What you are asked to do –
Convert each item below into a JSON list of strings, with one string per line and blank lines omitted.

Records for the exercise –

+ + + +

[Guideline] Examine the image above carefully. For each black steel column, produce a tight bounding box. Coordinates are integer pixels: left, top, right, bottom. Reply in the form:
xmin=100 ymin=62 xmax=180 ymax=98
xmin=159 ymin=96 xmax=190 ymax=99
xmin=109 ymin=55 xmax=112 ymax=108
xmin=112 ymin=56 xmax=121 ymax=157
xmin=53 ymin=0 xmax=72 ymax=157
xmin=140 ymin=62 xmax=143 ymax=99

+ + + +

Complete response –
[
  "[Guideline] Examine the image above carefully. For each black steel column, produce a tight bounding box. Coordinates are integer pixels: left, top, right, bottom. Reply in the form:",
  "xmin=100 ymin=62 xmax=180 ymax=98",
  "xmin=159 ymin=96 xmax=190 ymax=99",
  "xmin=109 ymin=55 xmax=112 ymax=108",
  "xmin=112 ymin=56 xmax=121 ymax=157",
  "xmin=53 ymin=0 xmax=72 ymax=157",
  "xmin=140 ymin=62 xmax=143 ymax=99"
]